▶ [Task to carry out]
Write out all of the data below line for line, character for character, with no changes.
— Start of Given entries —
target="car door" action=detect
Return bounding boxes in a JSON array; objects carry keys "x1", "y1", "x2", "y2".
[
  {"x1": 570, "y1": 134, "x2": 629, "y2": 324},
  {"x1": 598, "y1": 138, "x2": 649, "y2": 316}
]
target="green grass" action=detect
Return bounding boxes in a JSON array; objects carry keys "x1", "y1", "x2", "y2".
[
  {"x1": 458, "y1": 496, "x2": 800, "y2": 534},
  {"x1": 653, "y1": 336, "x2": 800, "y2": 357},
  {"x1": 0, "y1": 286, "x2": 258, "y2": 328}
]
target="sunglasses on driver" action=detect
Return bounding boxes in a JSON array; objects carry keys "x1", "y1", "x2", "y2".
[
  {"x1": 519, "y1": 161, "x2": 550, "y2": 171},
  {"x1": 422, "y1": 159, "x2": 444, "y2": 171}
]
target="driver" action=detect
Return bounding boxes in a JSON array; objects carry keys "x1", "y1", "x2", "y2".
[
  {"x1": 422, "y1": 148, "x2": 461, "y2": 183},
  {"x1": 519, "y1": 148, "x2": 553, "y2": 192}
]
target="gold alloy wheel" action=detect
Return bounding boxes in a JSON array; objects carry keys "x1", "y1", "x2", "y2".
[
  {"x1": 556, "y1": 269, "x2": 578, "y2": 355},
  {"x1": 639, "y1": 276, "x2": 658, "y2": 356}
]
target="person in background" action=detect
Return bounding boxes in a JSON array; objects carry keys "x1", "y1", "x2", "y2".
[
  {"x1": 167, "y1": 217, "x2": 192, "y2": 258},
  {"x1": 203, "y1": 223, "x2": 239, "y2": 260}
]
— End of Given entries —
▶ [Output for this task]
target="car door" action=detect
Return bounding boxes in a JSON array; objects carry keys "x1", "y1", "x2", "y2".
[
  {"x1": 570, "y1": 134, "x2": 629, "y2": 324},
  {"x1": 598, "y1": 138, "x2": 649, "y2": 316}
]
target="green grass" action=detect
Return bounding boxes in a JSON array; objects carry keys "x1", "y1", "x2", "y2".
[
  {"x1": 458, "y1": 496, "x2": 800, "y2": 534},
  {"x1": 653, "y1": 336, "x2": 800, "y2": 357},
  {"x1": 0, "y1": 286, "x2": 258, "y2": 328}
]
target="sunglasses on driver" action=detect
Return bounding boxes in a JSON array; objects carry keys "x1", "y1", "x2", "y2".
[
  {"x1": 519, "y1": 161, "x2": 550, "y2": 171},
  {"x1": 422, "y1": 159, "x2": 444, "y2": 171}
]
target="driver" action=detect
Return bounding boxes in a JSON array; objects carry keys "x1", "y1", "x2", "y2".
[
  {"x1": 422, "y1": 148, "x2": 461, "y2": 183},
  {"x1": 519, "y1": 148, "x2": 553, "y2": 192}
]
target="gold alloy wheel" action=detect
Return bounding boxes in a JSON array; objects carry keys "x1", "y1", "x2", "y2".
[
  {"x1": 556, "y1": 269, "x2": 578, "y2": 355},
  {"x1": 639, "y1": 276, "x2": 658, "y2": 356}
]
target="person in background" action=detect
Return bounding boxes in a JSON array; objects carry keys "x1", "y1", "x2", "y2".
[
  {"x1": 167, "y1": 217, "x2": 192, "y2": 258},
  {"x1": 203, "y1": 223, "x2": 239, "y2": 260}
]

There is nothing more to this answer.